In the records below, take the part that opens with the line containing "of the brown" and runs through the end of the records. Reproduce only that part, swapping "brown branch" for "bare twig" and leaving all else unchanged.

* * * *

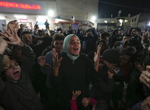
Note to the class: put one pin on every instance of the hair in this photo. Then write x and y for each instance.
(25, 32)
(58, 36)
(104, 35)
(40, 31)
(138, 29)
(129, 35)
(102, 104)
(146, 61)
(101, 41)
(15, 46)
(129, 51)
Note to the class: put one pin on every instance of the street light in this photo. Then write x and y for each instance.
(93, 18)
(20, 16)
(50, 13)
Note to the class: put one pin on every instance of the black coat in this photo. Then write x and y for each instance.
(19, 95)
(73, 75)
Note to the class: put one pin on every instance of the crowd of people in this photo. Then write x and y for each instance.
(74, 69)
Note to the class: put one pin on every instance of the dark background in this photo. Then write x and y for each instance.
(105, 10)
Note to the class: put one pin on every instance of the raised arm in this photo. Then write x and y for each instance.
(3, 46)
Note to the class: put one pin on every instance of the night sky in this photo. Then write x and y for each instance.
(105, 10)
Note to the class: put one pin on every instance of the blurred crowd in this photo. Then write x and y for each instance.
(74, 69)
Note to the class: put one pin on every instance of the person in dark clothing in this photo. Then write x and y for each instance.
(73, 74)
(104, 85)
(16, 91)
(105, 36)
(38, 49)
(111, 38)
(37, 77)
(46, 62)
(20, 30)
(47, 25)
(102, 43)
(102, 104)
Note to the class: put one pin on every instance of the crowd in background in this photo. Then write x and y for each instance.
(74, 69)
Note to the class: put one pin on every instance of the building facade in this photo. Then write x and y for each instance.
(29, 12)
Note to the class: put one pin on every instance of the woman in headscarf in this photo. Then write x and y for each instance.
(72, 72)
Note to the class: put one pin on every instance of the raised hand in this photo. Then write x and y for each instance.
(75, 94)
(13, 25)
(12, 37)
(41, 61)
(139, 67)
(85, 102)
(145, 77)
(56, 62)
(97, 57)
(3, 45)
(146, 104)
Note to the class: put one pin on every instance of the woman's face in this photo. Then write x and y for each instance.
(74, 46)
(13, 72)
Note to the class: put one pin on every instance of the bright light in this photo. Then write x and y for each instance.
(126, 21)
(105, 21)
(121, 21)
(94, 18)
(20, 16)
(50, 13)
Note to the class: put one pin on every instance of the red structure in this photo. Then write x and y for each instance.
(19, 5)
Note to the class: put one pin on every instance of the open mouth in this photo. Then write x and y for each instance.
(17, 74)
(75, 49)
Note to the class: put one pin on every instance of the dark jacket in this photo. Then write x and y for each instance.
(73, 75)
(19, 95)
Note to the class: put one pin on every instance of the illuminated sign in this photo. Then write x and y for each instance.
(23, 20)
(19, 5)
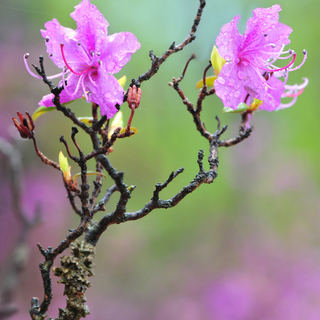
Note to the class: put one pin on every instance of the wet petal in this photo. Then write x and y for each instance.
(105, 91)
(55, 34)
(118, 51)
(92, 27)
(229, 39)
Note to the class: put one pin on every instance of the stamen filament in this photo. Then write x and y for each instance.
(303, 61)
(274, 70)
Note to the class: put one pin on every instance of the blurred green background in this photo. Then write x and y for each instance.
(257, 221)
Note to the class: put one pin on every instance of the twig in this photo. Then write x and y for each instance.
(157, 61)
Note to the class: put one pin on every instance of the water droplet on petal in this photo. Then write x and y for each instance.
(237, 94)
(241, 75)
(231, 82)
(221, 80)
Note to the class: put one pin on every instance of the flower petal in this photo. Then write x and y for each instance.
(73, 92)
(92, 27)
(118, 50)
(229, 39)
(55, 35)
(229, 86)
(105, 91)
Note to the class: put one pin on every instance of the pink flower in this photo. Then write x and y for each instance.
(89, 58)
(250, 57)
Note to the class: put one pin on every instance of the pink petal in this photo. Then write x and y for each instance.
(229, 39)
(65, 97)
(229, 86)
(106, 92)
(57, 34)
(118, 51)
(92, 27)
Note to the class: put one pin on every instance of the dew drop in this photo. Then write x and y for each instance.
(221, 80)
(237, 94)
(240, 75)
(231, 82)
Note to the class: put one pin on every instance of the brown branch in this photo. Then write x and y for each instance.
(157, 61)
(56, 100)
(244, 132)
(43, 158)
(19, 255)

* * * *

• **SOLUTION BELOW**:
Note to the class: put one pin on every instance of the bare twig in this photo. Then write x and y for each instance.
(157, 61)
(56, 100)
(244, 132)
(43, 158)
(19, 255)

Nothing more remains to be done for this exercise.